▶ [Tareas y ejercicios]
[A] Resume en dos oraciones la reflexión sobre el sacrificio del Mesías.
[B] Transcribe de la reflexión sobre el sacrificio del Mesías el fragmento que comienza con las palabras "Lunes de la" y concluye con "salvador de Dios.".

▶ [Fragmento de texto]
________

Lunes de la III semana del Tiempo Ordinario. Año I.
El «sacrificio» del Mesías consiste en la entrega de sí mismo para realizar el designio de su Padre, a sabiendas de que ese designio podía encontrar rechazo por parte de la misma humanidad. Pero su entrega era necesaria para que se vieran los alcances del amor liberador y salvador de Dios.
La «sangre» es signo de vida: donde la sangre circula hay vida; el «pecado» es signo de muerte, y donde el pecado prevalece hay muerte. Así que la vida física en pecado es una muerte con disfraz de vida. El ritual antiguo intentaba anular esa muerte del pecado con sangre ajena, la de animales «sacrificados» o, incluso, la de seres humanos inmolados. El Mesías demuestra que lo que quita el pecado es la propia sangre, es decir, entregar la propia vida a realizar el designio de Dios.

________

[Entradas de identificación de ubicaciones]

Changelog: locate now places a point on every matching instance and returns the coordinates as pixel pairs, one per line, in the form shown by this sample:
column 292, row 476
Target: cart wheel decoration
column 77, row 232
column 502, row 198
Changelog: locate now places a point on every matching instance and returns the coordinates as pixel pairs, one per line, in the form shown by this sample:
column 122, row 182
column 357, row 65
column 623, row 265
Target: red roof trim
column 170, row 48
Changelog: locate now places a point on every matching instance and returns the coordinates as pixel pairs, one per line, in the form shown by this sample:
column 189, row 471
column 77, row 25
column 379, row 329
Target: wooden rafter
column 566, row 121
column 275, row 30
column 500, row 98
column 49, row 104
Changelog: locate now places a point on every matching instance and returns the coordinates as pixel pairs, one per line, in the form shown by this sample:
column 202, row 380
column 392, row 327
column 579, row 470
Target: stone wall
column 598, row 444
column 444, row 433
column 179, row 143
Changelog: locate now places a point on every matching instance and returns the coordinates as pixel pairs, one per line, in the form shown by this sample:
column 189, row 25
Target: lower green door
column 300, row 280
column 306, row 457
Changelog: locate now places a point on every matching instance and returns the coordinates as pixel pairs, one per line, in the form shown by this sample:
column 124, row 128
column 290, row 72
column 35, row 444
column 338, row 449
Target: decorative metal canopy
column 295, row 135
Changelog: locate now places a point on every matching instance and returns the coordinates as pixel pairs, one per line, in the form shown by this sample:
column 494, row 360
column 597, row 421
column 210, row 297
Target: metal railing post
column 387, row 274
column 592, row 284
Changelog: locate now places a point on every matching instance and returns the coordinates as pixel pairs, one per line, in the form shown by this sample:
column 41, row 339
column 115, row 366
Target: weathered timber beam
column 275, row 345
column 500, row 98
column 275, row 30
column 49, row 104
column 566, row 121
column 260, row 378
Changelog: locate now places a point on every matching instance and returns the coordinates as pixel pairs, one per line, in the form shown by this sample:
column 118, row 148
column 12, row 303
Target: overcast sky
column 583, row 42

________

▶ [Las respuestas]
[A] El sacrificio del Mesías consiste en entregarse a sí mismo para realizar el designio de su Padre, aun sabiendo que ese designio podía ser rechazado por la humanidad, y esa entrega era necesaria para mostrar los alcances del amor liberador y salvador de Dios. La sangre es signo de vida y el pecado signo de muerte, y mientras el ritual antiguo intentaba anular el pecado con sangre ajena, el Mesías demuestra que lo que lo quita es la propia sangre, es decir, entregar la propia vida a realizar el designio de Dios.

[B]
Lunes de la III semana del Tiempo Ordinario. Año I.
El «sacrificio» del Mesías consiste en la entrega de sí mismo para realizar el designio de su Padre, a sabiendas de que ese designio podía encontrar rechazo por parte de la misma humanidad. Pero su entrega era necesaria para que se vieran los alcances del amor liberador y salvador de Dios.